Instructions to follow:
Your answer should be every line of the records that contains the word "door", copied as it stands.

Stored records:
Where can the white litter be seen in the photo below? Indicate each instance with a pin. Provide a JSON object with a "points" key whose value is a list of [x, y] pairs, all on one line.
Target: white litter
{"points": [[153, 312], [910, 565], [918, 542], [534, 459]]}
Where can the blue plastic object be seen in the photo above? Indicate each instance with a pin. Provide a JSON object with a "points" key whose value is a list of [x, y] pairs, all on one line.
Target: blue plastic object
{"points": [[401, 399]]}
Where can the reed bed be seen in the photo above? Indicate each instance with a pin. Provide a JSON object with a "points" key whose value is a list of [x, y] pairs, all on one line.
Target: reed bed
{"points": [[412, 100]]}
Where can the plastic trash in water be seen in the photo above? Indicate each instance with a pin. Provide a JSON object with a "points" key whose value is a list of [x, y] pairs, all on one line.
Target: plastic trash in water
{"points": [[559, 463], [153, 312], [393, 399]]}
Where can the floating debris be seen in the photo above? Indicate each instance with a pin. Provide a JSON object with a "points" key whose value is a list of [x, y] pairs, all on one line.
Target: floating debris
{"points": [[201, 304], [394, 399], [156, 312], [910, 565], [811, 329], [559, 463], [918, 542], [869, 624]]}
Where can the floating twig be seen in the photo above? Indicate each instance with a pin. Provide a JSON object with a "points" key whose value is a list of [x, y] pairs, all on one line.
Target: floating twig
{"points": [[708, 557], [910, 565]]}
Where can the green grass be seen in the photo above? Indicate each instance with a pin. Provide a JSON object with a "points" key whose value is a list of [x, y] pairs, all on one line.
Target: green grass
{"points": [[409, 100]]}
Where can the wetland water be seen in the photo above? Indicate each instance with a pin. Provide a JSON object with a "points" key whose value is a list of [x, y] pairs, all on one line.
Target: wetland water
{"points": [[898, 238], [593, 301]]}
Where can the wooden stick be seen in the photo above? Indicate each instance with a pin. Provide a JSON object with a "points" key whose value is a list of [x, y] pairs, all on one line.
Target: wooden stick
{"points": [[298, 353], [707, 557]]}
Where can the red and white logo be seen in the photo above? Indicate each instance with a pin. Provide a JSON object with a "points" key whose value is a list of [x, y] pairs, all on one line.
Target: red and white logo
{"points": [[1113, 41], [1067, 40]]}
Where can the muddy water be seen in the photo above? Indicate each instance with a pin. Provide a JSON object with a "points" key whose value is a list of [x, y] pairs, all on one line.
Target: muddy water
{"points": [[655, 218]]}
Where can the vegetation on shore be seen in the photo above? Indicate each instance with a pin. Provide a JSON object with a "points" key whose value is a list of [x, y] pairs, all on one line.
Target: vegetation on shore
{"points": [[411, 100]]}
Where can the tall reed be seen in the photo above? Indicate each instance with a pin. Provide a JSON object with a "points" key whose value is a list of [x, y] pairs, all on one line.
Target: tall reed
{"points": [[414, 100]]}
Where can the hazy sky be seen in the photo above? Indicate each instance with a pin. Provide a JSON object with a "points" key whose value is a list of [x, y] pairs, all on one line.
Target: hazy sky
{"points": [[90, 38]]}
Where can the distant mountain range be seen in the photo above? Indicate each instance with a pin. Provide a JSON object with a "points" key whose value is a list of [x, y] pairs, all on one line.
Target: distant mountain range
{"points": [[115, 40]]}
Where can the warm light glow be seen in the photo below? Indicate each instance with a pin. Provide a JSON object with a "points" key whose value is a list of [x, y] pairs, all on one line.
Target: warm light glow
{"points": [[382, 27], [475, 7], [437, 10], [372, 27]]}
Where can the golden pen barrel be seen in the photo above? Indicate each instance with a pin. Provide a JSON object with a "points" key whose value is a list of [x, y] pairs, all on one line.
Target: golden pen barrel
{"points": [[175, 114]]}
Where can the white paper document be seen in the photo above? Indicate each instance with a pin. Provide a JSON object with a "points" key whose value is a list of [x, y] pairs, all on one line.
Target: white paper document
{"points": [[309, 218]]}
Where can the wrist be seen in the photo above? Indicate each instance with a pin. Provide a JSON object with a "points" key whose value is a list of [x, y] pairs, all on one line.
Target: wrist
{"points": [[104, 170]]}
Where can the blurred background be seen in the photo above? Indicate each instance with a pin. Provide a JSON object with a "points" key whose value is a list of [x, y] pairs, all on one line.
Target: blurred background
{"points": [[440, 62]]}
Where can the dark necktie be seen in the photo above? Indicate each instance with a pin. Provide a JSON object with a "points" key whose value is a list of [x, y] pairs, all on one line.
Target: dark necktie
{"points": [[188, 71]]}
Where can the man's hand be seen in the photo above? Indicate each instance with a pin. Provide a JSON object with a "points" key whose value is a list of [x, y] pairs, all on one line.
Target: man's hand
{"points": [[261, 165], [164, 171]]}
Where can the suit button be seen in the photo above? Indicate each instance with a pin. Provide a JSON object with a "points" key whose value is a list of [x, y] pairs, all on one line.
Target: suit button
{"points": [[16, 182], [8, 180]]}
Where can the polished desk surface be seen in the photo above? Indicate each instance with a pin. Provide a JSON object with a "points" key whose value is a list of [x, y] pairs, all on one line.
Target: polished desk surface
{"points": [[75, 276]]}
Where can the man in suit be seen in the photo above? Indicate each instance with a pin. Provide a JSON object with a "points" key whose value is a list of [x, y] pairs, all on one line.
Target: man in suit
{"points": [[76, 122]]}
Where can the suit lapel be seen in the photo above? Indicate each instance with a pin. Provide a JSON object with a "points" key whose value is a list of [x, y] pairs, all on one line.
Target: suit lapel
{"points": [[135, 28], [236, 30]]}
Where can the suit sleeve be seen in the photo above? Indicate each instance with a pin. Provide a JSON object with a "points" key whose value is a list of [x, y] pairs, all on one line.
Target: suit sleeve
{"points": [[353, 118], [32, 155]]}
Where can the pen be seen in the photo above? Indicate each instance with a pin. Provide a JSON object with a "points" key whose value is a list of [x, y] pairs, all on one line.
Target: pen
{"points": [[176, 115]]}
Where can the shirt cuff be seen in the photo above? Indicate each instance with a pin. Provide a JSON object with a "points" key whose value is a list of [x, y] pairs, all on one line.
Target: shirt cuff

==

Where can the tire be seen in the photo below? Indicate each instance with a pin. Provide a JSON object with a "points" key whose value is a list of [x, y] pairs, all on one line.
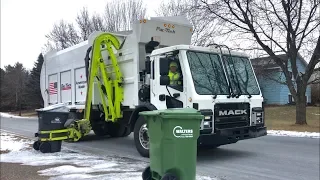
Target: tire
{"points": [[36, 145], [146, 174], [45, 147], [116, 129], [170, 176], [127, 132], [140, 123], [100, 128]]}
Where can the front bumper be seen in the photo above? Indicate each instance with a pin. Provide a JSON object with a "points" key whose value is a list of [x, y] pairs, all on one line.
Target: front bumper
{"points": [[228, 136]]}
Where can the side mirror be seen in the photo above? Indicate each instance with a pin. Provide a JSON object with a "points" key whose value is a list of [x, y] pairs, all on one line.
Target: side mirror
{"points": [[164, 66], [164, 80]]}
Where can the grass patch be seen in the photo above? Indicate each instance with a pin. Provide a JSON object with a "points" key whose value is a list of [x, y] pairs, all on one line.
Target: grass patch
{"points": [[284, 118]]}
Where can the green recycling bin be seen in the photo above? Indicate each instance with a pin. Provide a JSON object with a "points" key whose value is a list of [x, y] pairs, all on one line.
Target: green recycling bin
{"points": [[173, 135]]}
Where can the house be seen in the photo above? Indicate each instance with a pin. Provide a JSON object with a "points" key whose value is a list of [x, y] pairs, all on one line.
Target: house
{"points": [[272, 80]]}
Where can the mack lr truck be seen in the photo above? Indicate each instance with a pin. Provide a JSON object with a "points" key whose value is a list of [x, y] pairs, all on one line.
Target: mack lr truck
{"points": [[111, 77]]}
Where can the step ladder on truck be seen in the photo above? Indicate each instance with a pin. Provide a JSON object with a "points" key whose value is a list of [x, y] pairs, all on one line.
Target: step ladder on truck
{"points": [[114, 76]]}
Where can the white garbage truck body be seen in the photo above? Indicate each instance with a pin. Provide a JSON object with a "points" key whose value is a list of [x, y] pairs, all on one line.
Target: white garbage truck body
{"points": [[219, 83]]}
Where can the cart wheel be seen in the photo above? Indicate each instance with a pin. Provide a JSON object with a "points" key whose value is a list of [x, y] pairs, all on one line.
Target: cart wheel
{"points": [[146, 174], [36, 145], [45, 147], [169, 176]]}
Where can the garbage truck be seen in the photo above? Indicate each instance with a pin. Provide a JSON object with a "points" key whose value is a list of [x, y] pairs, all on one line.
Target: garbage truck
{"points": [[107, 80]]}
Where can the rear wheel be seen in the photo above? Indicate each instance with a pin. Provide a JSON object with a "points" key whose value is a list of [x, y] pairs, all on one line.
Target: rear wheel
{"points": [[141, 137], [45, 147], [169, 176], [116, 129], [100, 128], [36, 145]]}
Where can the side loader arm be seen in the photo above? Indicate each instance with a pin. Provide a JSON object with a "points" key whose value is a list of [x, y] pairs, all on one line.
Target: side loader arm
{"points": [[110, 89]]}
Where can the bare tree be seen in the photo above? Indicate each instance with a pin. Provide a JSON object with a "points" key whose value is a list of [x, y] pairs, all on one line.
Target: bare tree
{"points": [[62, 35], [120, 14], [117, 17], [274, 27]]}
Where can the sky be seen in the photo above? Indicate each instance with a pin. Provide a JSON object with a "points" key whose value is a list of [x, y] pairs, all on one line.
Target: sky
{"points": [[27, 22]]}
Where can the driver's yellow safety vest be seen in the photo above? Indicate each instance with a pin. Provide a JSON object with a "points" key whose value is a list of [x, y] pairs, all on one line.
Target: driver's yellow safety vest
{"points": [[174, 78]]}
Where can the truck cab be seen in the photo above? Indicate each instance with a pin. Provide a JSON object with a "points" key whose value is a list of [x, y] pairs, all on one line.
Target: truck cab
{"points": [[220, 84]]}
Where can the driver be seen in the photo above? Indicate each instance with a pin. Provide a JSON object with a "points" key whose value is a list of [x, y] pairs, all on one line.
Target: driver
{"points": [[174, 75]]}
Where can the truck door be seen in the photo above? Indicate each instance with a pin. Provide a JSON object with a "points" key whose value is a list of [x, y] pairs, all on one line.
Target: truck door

==

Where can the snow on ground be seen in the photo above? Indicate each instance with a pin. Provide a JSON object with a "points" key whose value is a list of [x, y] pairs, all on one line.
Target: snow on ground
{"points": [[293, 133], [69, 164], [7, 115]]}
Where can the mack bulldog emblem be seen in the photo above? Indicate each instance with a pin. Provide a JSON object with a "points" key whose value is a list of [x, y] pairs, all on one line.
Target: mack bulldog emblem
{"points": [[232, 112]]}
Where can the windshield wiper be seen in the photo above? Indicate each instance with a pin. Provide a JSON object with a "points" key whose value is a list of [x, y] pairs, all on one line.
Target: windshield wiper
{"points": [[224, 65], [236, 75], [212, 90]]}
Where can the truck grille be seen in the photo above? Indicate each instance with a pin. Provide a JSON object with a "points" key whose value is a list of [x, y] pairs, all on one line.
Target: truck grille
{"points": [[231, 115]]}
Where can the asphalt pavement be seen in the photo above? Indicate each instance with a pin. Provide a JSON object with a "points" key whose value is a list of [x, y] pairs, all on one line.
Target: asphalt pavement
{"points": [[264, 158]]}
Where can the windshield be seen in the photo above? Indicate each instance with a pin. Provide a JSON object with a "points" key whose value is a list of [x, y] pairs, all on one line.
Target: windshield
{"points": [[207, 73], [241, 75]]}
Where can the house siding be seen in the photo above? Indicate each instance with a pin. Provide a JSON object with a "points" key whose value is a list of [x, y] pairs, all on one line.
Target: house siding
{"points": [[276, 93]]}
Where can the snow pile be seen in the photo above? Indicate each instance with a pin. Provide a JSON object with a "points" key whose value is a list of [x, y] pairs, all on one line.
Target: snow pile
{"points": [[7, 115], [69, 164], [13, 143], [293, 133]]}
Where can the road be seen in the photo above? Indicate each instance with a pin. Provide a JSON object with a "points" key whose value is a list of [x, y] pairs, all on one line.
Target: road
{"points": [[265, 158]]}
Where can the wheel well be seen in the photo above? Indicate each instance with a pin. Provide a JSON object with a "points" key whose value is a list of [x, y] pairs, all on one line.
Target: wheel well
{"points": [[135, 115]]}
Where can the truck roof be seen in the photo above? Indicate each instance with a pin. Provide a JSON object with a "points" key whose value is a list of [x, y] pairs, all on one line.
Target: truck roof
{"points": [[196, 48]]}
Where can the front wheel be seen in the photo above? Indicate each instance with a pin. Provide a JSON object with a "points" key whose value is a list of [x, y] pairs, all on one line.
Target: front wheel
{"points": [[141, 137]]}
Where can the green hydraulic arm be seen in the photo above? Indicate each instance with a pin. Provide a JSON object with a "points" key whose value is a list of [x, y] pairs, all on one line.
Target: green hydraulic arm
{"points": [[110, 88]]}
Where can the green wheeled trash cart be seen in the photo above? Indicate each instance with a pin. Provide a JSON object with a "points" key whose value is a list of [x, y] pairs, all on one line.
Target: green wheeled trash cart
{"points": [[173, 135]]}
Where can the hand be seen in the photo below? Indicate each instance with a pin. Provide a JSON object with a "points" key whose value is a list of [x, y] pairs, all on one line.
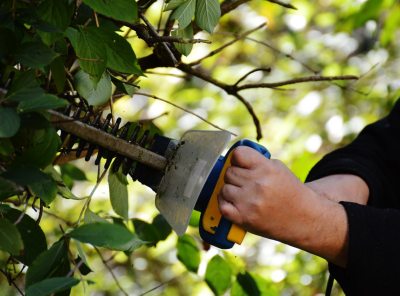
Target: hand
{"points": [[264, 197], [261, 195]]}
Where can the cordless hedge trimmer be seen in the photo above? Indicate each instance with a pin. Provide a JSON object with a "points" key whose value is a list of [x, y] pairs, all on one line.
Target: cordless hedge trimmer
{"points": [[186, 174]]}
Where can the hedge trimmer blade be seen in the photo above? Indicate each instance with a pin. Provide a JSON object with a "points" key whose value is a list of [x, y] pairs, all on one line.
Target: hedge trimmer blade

Task response:
Where can the truck door be seen in the photo above? Indicate each instance with a pin. Provide a JSON object with a "points" key whose value is a list of [x, y] pairs, all on one line.
Target: truck door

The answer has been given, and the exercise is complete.